**Fragmento de página**
______

Escenas 6. El soldado muerto, 7. Juan Josesillo, 8. Tomás Katari, 9. Las reinas muertas,
10. El padre Espinal. Este subgrupo está organizado a partir de estaciones vinculadas
espacialmente, en las cuales sus protagonistas, ya sean personajes históricos o no,
cuentan buena parte de la historia del siglo XX de Bolivia, haciendo especial hincapié
en las dictaduras. En esta sección, tanto Jacinto como Hilaco funcionan como dobles de
los espectadores, ya que las escenas acontecen ante ellos casi sin su intervención.
Escenas 11. Desesperación y 12. El predicador en la tierra de los muertos. Estas escenas
corresponden a la vuelta de Hilaco y a ese período intermedio en el que el mundo de los
vivos y el de los muertos comparten un espacio y un tiempo en común.
Las abarcas del tiempo tuvo su estreno en 1995, y fue la tercera obra del Teatro de los
Andes bajo la dirección de César Brie. La antecedieron Colón (1992) y Ubú en Bolivia
(1994). En la nota aclaratoria a la edición, se hace especial hincapié en que el trabajo
fue grupal, en que la escritura final es post-escénica y, por lo tanto
si alguien desea ponerlo en escena, debe olvidarse de todas las acotaciones y hacer su propia
obra partiendo de estas huellas verbales. El teatro vive en las escenas, cuando los actores
encarnan las palabras y junto a los directores crean el universo visual y sonoro. El resto es sólo
dramaturgia (p. 65)

______

**Extracto de datos**
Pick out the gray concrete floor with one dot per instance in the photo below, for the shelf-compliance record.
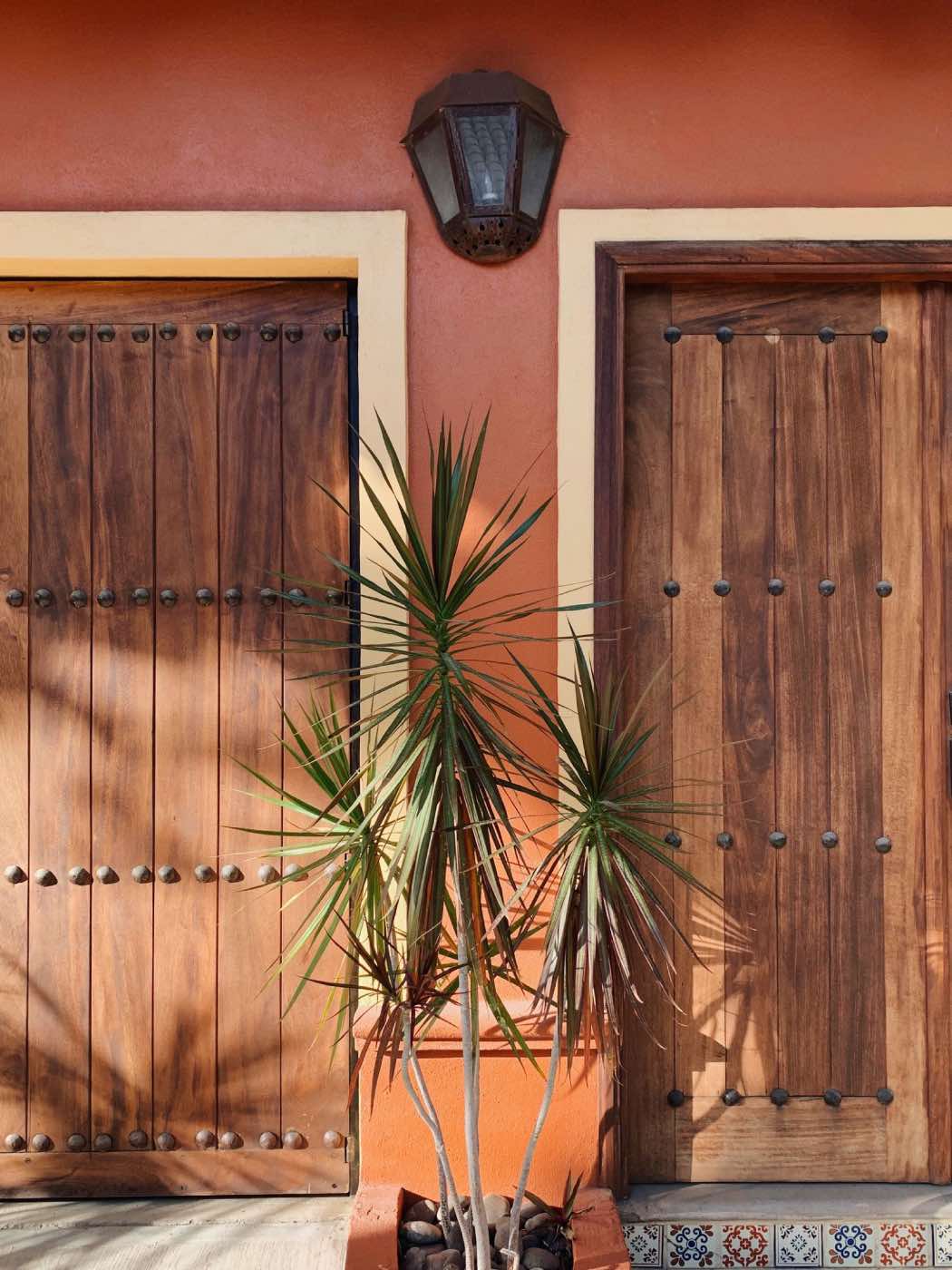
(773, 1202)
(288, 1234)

______

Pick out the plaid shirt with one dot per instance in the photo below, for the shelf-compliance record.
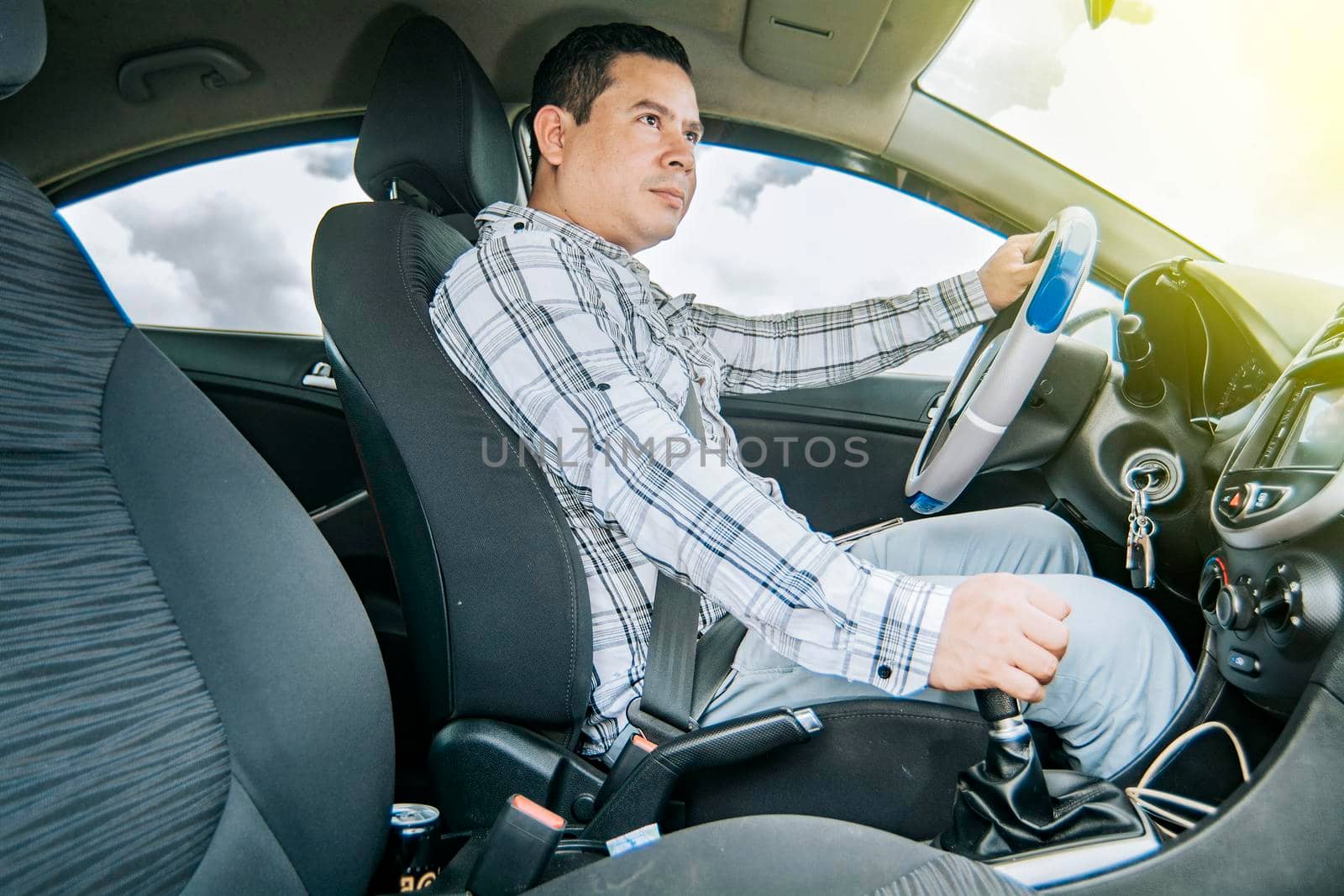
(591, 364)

______

**Tareas propuestas**
- A) Transcriba del fragmento sobre Las abarcas del tiempo el pasaje que comienza en las palabras "Escenas 11. Desesperación" y concluye tras "dramaturgia (p. 65)".
- B) Prosiga el fragmento sobre Las abarcas del tiempo a partir del punto en que se detiene.
Las líneas de datos no hacen falta para resolver lo que se pide.

**Resultados obtenidos**
- A)
Escenas 11. Desesperación y 12. El predicador en la tierra de los muertos. Estas escenas
corresponden a la vuelta de Hilaco y a ese período intermedio en el que el mundo de los
vivos y el de los muertos comparten un espacio y un tiempo en común.
Las abarcas del tiempo tuvo su estreno en 1995, y fue la tercera obra del Teatro de los
Andes bajo la dirección de César Brie. La antecedieron Colón (1992) y Ubú en Bolivia
(1994). En la nota aclaratoria a la edición, se hace especial hincapié en que el trabajo
fue grupal, en que la escritura final es post-escénica y, por lo tanto
si alguien desea ponerlo en escena, debe olvidarse de todas las acotaciones y hacer su propia
obra partiendo de estas huellas verbales. El teatro vive en las escenas, cuando los actores
encarnan las palabras y junto a los directores crean el universo visual y sonoro. El resto es sólo
dramaturgia (p. 65)

- B)
Así y todo, el texto prácticamente carece de didascalias. Lo más abundante son dos o
tres líneas que suele haber en el comienzo de cada escena. Por lo tanto, son las
didascalias implícitas en el texto de los personajes las que permiten desarrollar un
análisis referido a los elementos escénicos y su vínculo con el ritual. Porque si bien,
como mencionábamos más arriba, la muerte opera como unidad temática, no es menos
cierto que el ritual es el que encabalga un modo de existencia con otro.
La otra presencia permanente, además de la del Relator, es la de las liturgias católicas.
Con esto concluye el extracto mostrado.